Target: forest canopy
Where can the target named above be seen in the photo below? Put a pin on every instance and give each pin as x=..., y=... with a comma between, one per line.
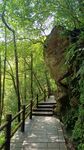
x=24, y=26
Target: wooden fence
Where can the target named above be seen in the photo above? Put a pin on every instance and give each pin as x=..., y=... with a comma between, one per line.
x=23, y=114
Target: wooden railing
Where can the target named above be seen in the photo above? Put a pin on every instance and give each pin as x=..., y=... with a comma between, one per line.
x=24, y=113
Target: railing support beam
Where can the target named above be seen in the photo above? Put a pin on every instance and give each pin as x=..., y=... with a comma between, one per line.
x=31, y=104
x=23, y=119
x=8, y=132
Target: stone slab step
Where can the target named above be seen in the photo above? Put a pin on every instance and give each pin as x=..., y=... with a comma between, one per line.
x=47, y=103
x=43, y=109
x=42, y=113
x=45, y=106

--

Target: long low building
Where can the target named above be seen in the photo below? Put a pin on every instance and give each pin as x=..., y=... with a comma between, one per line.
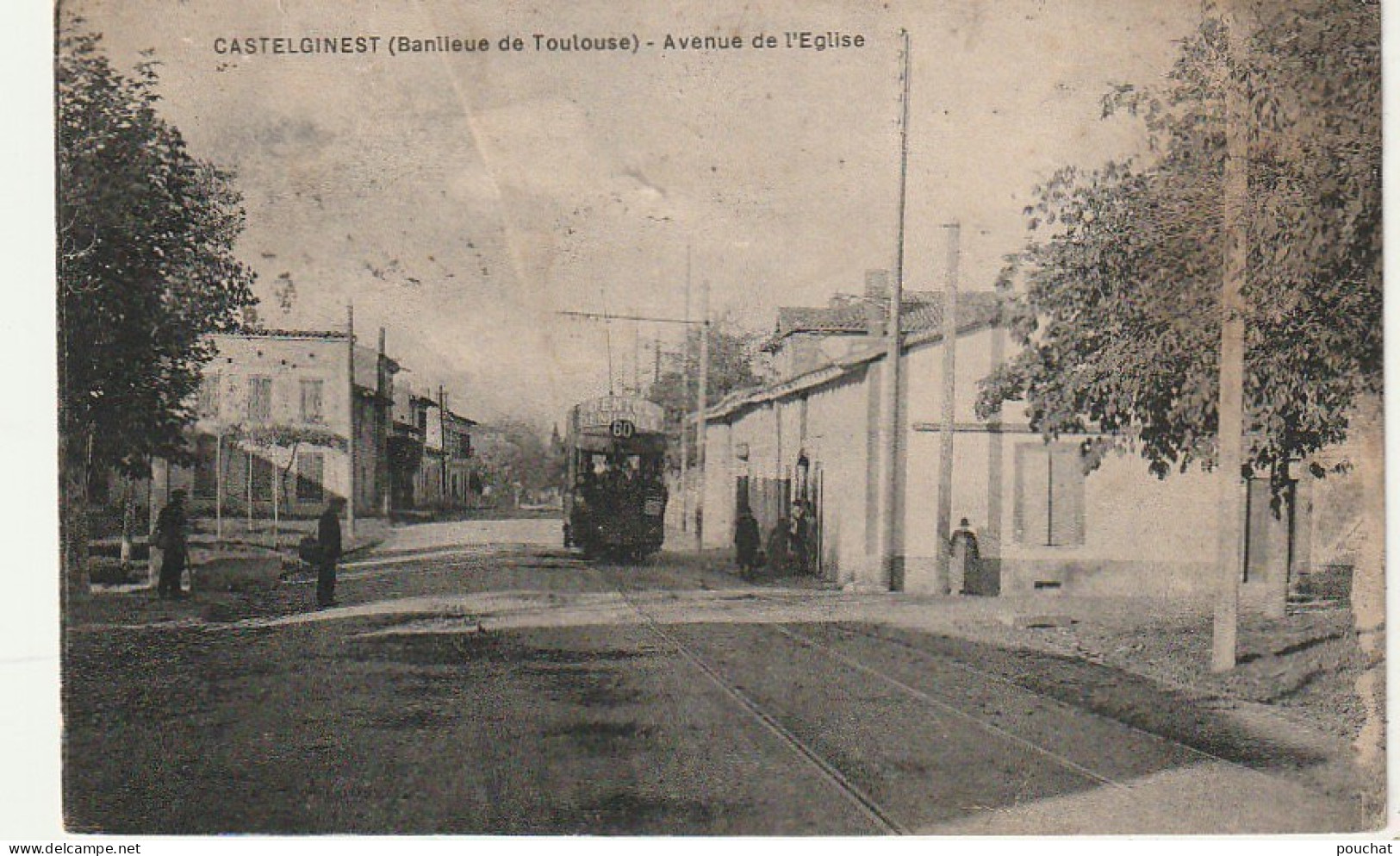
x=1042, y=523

= Written request =
Scale the items from the line with "Target: forest canopy" to the line with "x=45, y=106", both ends included, by writing out every line with requests intact and each pin coordinate in the answers multiplied by 2.35 and rounded to a whole number, halves up. Omit the pictures.

= Complete output =
Target: forest canopy
Where can the target named above be seen in the photo below? Put a pin on every instance and give each pin as x=..., y=... with a comma between, one per line.
x=56, y=61
Target: wooden fence
Where can the target named above be seen in the photo above? Put a pin on every instance and give each pin as x=..., y=... with a comma between, one per line.
x=54, y=268
Target: wooden railing
Where can the target named above be seen in the photo above? Put a pin on every instance and give each pin as x=..., y=... with a comma between, one per line.
x=56, y=266
Target: railing support beam
Where can the target named above be seen in the photo above? Put a pin on every instance and give each pin as x=..., y=... with a comma between, one per line.
x=73, y=244
x=54, y=280
x=19, y=310
Target: stone slab step
Where can the target named above be seen in the photo above? Put a pin on every instance and give each pin as x=..., y=... with a comma between, one per line.
x=110, y=242
x=101, y=256
x=99, y=266
x=106, y=249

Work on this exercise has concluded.